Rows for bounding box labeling
________________

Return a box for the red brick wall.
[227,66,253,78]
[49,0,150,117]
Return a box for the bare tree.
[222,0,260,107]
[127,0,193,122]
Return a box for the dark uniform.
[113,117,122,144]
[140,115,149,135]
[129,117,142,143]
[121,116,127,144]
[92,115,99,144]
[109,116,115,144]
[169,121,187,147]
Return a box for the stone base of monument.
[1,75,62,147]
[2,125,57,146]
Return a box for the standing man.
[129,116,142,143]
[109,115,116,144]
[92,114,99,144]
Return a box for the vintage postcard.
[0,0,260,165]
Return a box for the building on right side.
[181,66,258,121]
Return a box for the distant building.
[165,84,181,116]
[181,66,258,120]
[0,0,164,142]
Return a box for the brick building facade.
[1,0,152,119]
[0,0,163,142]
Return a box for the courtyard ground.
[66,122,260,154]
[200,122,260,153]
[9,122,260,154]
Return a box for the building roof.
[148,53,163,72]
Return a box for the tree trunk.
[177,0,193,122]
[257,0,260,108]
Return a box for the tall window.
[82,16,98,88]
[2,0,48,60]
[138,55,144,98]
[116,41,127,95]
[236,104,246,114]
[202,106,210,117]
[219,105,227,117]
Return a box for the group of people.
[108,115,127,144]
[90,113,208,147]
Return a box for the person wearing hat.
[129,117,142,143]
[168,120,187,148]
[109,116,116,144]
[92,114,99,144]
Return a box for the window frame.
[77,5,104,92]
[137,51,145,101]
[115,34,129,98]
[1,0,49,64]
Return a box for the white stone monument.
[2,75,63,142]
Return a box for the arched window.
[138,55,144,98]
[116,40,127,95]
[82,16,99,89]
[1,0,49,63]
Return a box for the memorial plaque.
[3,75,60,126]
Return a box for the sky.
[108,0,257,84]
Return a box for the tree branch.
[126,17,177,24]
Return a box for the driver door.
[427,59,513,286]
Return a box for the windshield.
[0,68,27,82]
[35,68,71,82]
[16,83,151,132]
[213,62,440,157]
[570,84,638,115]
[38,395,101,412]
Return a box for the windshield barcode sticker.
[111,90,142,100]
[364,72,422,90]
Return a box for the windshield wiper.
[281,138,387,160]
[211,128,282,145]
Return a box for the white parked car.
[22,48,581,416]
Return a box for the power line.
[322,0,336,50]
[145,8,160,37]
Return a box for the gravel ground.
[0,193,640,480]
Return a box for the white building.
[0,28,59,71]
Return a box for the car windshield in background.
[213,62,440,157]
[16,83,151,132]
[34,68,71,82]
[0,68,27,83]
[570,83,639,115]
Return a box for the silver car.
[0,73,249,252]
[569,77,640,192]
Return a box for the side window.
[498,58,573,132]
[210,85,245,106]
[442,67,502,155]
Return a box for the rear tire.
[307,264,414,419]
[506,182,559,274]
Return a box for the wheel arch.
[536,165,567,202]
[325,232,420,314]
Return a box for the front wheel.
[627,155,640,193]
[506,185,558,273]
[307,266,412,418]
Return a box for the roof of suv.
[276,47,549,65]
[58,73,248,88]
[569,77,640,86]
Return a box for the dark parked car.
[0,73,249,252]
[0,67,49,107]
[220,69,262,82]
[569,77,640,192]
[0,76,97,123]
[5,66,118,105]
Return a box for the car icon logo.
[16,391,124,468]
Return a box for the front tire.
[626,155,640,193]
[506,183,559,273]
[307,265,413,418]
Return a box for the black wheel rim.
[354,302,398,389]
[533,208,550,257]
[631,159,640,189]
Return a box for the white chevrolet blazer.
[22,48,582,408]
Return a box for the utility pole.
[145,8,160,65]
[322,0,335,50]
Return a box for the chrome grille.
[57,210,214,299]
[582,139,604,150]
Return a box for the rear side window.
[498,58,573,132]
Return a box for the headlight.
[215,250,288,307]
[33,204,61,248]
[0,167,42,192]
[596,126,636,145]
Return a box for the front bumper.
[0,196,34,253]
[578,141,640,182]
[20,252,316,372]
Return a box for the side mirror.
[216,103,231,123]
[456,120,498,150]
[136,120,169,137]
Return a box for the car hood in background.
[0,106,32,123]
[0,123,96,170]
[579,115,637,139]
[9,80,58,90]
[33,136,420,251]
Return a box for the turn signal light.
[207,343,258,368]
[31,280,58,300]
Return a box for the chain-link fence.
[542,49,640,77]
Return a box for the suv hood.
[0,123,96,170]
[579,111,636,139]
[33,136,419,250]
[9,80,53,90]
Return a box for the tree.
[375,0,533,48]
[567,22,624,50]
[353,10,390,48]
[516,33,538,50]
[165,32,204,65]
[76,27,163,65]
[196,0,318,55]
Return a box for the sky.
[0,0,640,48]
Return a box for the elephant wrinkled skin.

________________

* [Task objective]: Please rewrite every one of the rows above as a numbered list, leaving out any blank lines.

* [Correct result]:
1. Return a box for the red brick wall.
2. [227,66,253,78]
3. [49,0,150,117]
4. Return a box for the bare tree.
5. [222,0,260,107]
6. [127,0,193,122]
7. Return a box for the dark uniform.
8. [113,117,122,144]
9. [140,115,149,135]
10. [129,117,142,143]
11. [121,116,127,144]
12. [92,115,99,144]
13. [109,116,115,144]
14. [169,121,187,147]
15. Return a box for the stone base of monument.
16. [1,75,62,147]
17. [2,125,57,146]
18. Return a box for the standing man.
19. [129,116,142,143]
20. [109,115,116,144]
21. [92,114,99,144]
22. Return a box for the vintage postcard.
23. [0,0,260,165]
24. Return a box for the building on right side.
25. [181,66,258,121]
26. Return a box for the distant building.
27. [165,84,181,116]
28. [181,66,258,120]
29. [0,0,164,142]
30. Return a box for the brick building facade.
31. [1,0,152,119]
32. [0,0,163,142]
33. Return a box for the courtyard ground.
34. [66,122,260,154]
35. [200,122,260,153]
36. [9,122,260,154]
37. Return a box for the building roof.
38. [148,53,163,72]
39. Return a box for the tree trunk.
40. [177,0,193,122]
41. [257,0,260,108]
42. Return a box for the tall window.
43. [82,16,98,88]
44. [2,0,48,60]
45. [138,55,144,98]
46. [116,41,127,95]
47. [236,104,246,114]
48. [202,106,210,117]
49. [219,105,227,117]
50. Return a box for the group of people.
51. [108,115,127,144]
52. [90,113,208,147]
53. Return a box for the person wearing hat.
54. [129,117,142,143]
55. [168,120,187,148]
56. [109,116,116,144]
57. [92,114,99,144]
58. Return a box for the window frame.
59. [77,5,104,92]
60. [137,51,145,101]
61. [115,34,129,98]
62. [1,0,49,64]
63. Return a box for the white stone monument.
64. [2,75,63,142]
65. Return a box for the arched window.
66. [138,55,144,98]
67. [116,40,127,95]
68. [82,16,99,89]
69. [1,0,49,63]
70. Return a box for the memorial plaque.
71. [3,75,60,126]
72. Return a box for the sky.
73. [108,0,257,84]
74. Return a box for the tree branch.
75. [126,17,177,24]
76. Return a box for the driver door.
77. [427,59,513,286]
78. Return a box for the windshield.
79. [0,68,27,82]
80. [35,68,71,82]
81. [16,83,151,132]
82. [213,62,440,157]
83. [570,84,638,115]
84. [38,395,101,412]
85. Return a box for the windshield barcode sticker.
86. [111,90,142,100]
87. [364,72,422,90]
88. Return a box for the windshield wiper.
89. [281,138,387,160]
90. [211,128,282,145]
91. Return a box for the white parked car.
92. [22,48,581,416]
93. Return a box for the power line.
94. [322,0,336,50]
95. [145,8,160,37]
96. Return a box for the gravel ground.
97. [0,193,640,480]
98. Return a box for the white building.
99. [0,28,59,71]
100. Return a box for the car windshield in background.
101. [213,62,440,157]
102. [16,83,151,132]
103. [34,68,71,82]
104. [0,68,27,83]
105. [570,83,639,115]
106. Return a box for the silver car.
107. [0,73,249,252]
108. [569,77,640,192]
109. Return a box for the side window.
110. [498,58,573,132]
111. [210,85,245,106]
112. [442,67,502,155]
113. Return a box for the rear tire.
114. [307,264,414,419]
115. [506,182,559,274]
116. Return a box for the wheel arch.
117. [536,165,567,202]
118. [325,232,420,314]
119. Return a box for the front wheel.
120. [627,155,640,193]
121. [506,185,558,273]
122. [307,266,412,418]
123. Return a box for the roof of suv.
124. [276,47,549,65]
125. [58,73,248,88]
126. [569,77,640,86]
127. Return a box for the dark parked car.
128. [0,73,249,252]
129. [0,67,49,107]
130. [220,69,262,82]
131. [569,77,640,192]
132. [0,76,97,123]
133. [5,66,118,105]
134. Return a box for the car icon logo.
135. [16,391,124,468]
136. Return a box for the front tire.
137. [626,155,640,193]
138. [506,183,559,273]
139. [307,265,413,418]
140. Return a box for the black wheel rim.
141. [354,302,398,389]
142. [533,208,550,257]
143. [631,159,640,189]
144. Return a box for the white chevrolet blazer.
145. [22,48,582,408]
146. Return a box for the utility pole.
147. [145,8,160,65]
148. [322,0,335,50]
149. Return a box for the chrome grille.
150. [57,210,214,299]
151. [582,139,604,150]
152. Return a box for the rear side window.
153. [498,58,573,132]
154. Return a box for the headlight.
155. [215,250,288,307]
156. [33,204,61,248]
157. [0,167,42,192]
158. [596,126,636,145]
159. Return a box for the front bumper.
160. [0,196,34,253]
161. [578,141,640,182]
162. [20,252,316,372]
163. Return a box for the side mirror.
164. [216,103,231,123]
165. [456,120,498,150]
166. [136,120,169,137]
167. Return a box for the car hood in background.
168. [0,106,32,123]
169. [0,123,96,170]
170. [579,115,637,139]
171. [9,80,58,90]
172. [33,136,420,251]
173. Return a box for the turn signal light.
174. [207,343,258,368]
175. [31,280,58,300]
176. Return a box for the chain-link fence.
177. [542,49,640,77]
178. Return a box for the suv hood.
179. [0,123,96,170]
180. [579,111,636,139]
181. [33,136,419,250]
182. [9,80,53,90]
183. Return a box for the tree.
184. [375,0,533,48]
185. [567,22,624,50]
186. [353,10,390,48]
187. [516,33,538,50]
188. [165,32,204,65]
189. [76,27,163,65]
190. [196,0,318,55]
191. Return a box for the sky.
192. [0,0,640,48]
193. Return a box for the elephant wrinkled skin.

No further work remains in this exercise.